# [THE TASK]
Copy each of the rows below word for word, and leave the pictures out of your copy.

# [DATASET]
>>>>>

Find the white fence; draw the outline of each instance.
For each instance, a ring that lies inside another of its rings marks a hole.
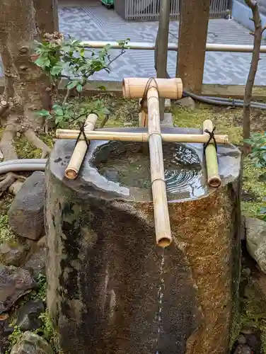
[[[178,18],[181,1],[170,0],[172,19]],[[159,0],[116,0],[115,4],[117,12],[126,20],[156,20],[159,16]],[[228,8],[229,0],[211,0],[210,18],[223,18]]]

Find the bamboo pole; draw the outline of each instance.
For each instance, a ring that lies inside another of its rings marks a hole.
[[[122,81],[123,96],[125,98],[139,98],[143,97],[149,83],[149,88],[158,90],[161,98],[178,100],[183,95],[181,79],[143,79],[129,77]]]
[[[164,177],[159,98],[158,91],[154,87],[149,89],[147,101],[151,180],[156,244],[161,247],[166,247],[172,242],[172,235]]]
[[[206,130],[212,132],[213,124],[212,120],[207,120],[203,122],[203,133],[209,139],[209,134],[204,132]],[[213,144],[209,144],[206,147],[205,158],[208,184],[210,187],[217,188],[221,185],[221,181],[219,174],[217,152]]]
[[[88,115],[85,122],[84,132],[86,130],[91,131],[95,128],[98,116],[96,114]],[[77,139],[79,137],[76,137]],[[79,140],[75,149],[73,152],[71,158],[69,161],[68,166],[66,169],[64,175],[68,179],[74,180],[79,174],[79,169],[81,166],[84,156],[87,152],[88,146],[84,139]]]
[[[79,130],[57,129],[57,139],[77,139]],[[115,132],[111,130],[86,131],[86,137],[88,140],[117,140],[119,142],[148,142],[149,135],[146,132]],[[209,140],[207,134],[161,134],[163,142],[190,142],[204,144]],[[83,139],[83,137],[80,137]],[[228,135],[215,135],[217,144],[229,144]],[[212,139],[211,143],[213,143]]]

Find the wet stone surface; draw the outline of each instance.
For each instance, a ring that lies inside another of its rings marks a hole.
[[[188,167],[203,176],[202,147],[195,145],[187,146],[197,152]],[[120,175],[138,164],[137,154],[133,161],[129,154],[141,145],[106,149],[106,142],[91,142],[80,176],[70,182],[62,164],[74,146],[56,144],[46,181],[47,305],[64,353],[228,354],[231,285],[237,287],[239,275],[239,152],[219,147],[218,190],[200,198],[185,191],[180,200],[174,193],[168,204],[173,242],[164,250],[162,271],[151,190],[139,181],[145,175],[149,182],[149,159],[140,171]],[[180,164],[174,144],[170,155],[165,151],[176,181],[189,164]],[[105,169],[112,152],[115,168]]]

<<<<<

# [OUTPUT]
Find the white fence; draw the outline of each instance.
For each instance, a ring that lies inside another of its rings marks a hole.
[[[178,18],[181,1],[170,0],[172,19]],[[159,0],[116,0],[115,4],[117,12],[126,20],[156,20],[159,16]],[[228,8],[229,0],[211,0],[210,18],[223,18]]]

Find the bamboo pole; draw the outline of each instance.
For each instance, a ring that lies inside another of its rings marks a hole.
[[[122,81],[123,96],[125,98],[139,98],[143,97],[149,83],[149,88],[158,90],[161,98],[178,100],[183,95],[181,79],[143,79],[129,77]]]
[[[164,177],[159,98],[158,91],[154,87],[149,89],[147,101],[151,180],[156,244],[161,247],[166,247],[172,242],[172,235]]]
[[[206,130],[212,132],[213,124],[212,120],[207,120],[203,122],[203,133],[209,139],[209,134],[204,132]],[[213,144],[209,144],[206,147],[205,158],[208,184],[210,187],[217,188],[221,185],[221,181],[219,174],[217,152]]]
[[[88,115],[85,122],[84,132],[86,130],[91,131],[95,128],[98,116],[96,114]],[[77,139],[79,137],[76,137]],[[79,140],[75,149],[73,152],[71,158],[69,161],[68,166],[66,169],[64,175],[68,179],[74,180],[79,174],[79,169],[81,166],[84,156],[87,152],[88,146],[84,139]]]
[[[79,130],[57,129],[57,139],[77,139]],[[115,132],[111,130],[86,131],[86,137],[88,140],[117,140],[119,142],[148,142],[149,135],[146,132]],[[209,140],[207,134],[161,134],[163,142],[190,142],[204,144]],[[83,139],[83,137],[80,137]],[[228,135],[215,135],[217,144],[229,144]],[[212,139],[211,143],[213,143]]]

Find the wet stone surface; draw the outline of each instance.
For each instance, a ring that lies inside another of its rings marks a hole.
[[[188,167],[203,176],[202,147],[195,145],[187,146],[197,152]],[[120,175],[138,164],[137,154],[133,161],[129,154],[141,145],[106,149],[106,142],[91,142],[80,176],[70,182],[62,164],[74,146],[56,144],[46,181],[47,305],[64,353],[228,354],[231,285],[237,287],[239,275],[239,152],[219,147],[218,190],[200,198],[185,191],[180,200],[174,193],[168,204],[173,242],[164,250],[162,271],[151,190],[139,181],[145,175],[149,182],[149,159],[140,171]],[[180,164],[174,144],[170,155],[165,151],[176,181],[189,164]],[[105,169],[112,152],[115,168]]]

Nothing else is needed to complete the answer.